● GIVEN INSTRUCTION 1: Convert the lines of the records, starting at the line that contains "Would you mind tagging the side" and ending at the last line of the records, into a Markdown table with columns named Row and Entry, leaving out blank lines. Include only those lines.

● PAGE EXTRACT:
++++++++++

# Processing the IR dataset

In [1]:
from spectrochempy.api import *
options.log_level=ERROR


        SpectroChemPy's API
        Version   : 0.1a3.dev
        Copyright : 2014-2017 - LCS (Laboratory for Catalysis and Spectrochempy)
            


We read the .scp saved previously

In [2]:
samples = {'P350':{'label':'$\mathrm{M_P}\,(623\,K)$'},
           'A350':{'label':'$\mathrm{M_A}\,(623\,K)$'}, 
           'B350':{'label':'$\mathrm{M_B}\,(623\,K)$'}}

for key, sample in samples.items():
    # our data are in our test `scpdata` directory. 
    basename = os.path.join(scpdata,'agirdata/{}/FTIR/FTIR'.format(key))
    filename = basename + '.scp'
    sample['IR'] = NDDataset.read( filename)

We will resize the data in the interesting region of wavenumbers

In [3]:
sources = [sample['IR'] for sample in samples.values()]
labels = ["sample "+sample['label'] for sample in samples.values()]

_ = multiplot_stack(sources=sources, labels=labels, nrow=1, ncol=3, figsize=(9,4), sharex=False,
                sharey=True, style='sans')

<IPython.core.display.Javascript object>

## Masking bad data

Clearly some of the spectra above displayed have problem with noise, or some experiment artifacts. Let's mask them.

++++++++++

● RECORDS FOR PROCESSING:

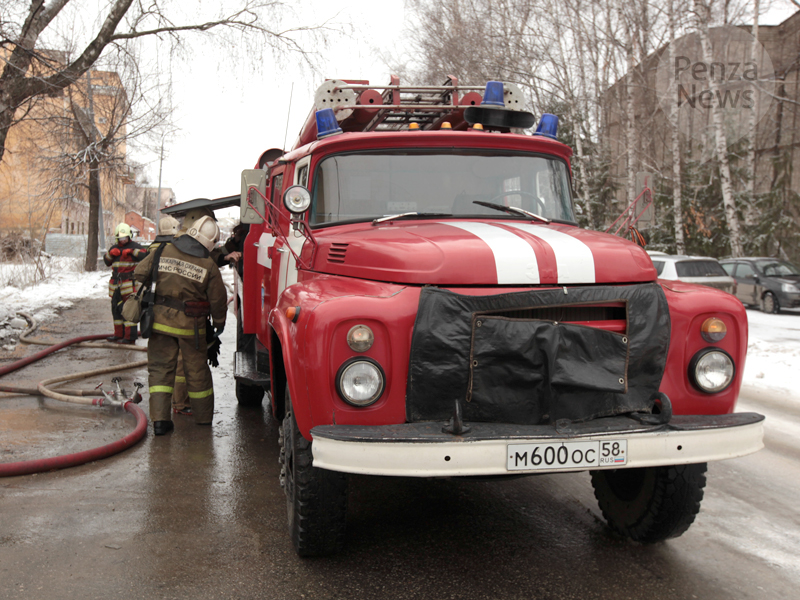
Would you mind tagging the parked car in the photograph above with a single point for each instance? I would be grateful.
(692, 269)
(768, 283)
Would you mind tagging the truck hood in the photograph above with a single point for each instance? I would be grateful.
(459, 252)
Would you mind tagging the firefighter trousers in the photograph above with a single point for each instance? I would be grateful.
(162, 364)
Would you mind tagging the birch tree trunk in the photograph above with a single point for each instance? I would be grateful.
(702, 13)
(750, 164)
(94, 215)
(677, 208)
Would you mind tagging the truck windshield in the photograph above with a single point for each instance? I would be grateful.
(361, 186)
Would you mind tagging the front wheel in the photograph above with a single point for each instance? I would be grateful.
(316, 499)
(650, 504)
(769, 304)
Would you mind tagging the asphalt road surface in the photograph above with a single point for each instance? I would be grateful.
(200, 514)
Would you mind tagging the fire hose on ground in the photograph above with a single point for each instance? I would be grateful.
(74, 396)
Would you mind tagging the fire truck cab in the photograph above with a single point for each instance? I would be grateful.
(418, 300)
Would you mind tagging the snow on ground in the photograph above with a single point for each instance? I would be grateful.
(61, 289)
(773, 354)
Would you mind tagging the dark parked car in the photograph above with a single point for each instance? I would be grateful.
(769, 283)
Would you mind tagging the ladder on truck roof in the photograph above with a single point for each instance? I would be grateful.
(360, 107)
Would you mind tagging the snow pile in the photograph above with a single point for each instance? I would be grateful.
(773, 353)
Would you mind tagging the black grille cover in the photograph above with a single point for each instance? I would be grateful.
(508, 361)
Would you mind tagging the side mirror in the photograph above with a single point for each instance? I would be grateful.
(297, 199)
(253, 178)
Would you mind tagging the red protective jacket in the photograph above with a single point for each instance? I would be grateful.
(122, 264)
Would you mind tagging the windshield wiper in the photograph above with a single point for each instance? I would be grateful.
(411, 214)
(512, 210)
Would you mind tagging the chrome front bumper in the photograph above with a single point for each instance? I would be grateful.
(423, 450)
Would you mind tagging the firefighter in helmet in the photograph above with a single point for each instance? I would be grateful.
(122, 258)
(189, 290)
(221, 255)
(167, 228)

++++++++++

● GIVEN INSTRUCTION 2: Transcribe the passage from the IR dataset page word for word, starting at "We will resize" and ending at "sharey=True, style='sans')".

● EXPECTED OUTPUT 1:
| Row | Entry |
|---|---|
| 1 | Would you mind tagging the side mirror in the photograph above with a single point for each instance? I would be grateful. |
| 2 | (297, 199) |
| 3 | (253, 178) |
| 4 | Would you mind tagging the red protective jacket in the photograph above with a single point for each instance? I would be grateful. |
| 5 | (122, 264) |
| 6 | Would you mind tagging the windshield wiper in the photograph above with a single point for each instance? I would be grateful. |
| 7 | (411, 214) |
| 8 | (512, 210) |
| 9 | Would you mind tagging the chrome front bumper in the photograph above with a single point for each instance? I would be grateful. |
| 10 | (423, 450) |
| 11 | Would you mind tagging the firefighter in helmet in the photograph above with a single point for each instance? I would be grateful. |
| 12 | (122, 258) |
| 13 | (189, 290) |
| 14 | (221, 255) |
| 15 | (167, 228) |

● EXPECTED OUTPUT 2:
We will resize the data in the interesting region of wavenumbers

In [3]:
sources = [sample['IR'] for sample in samples.values()]
labels = ["sample "+sample['label'] for sample in samples.values()]

_ = multiplot_stack(sources=sources, labels=labels, nrow=1, ncol=3, figsize=(9,4), sharex=False,
                sharey=True, style='sans')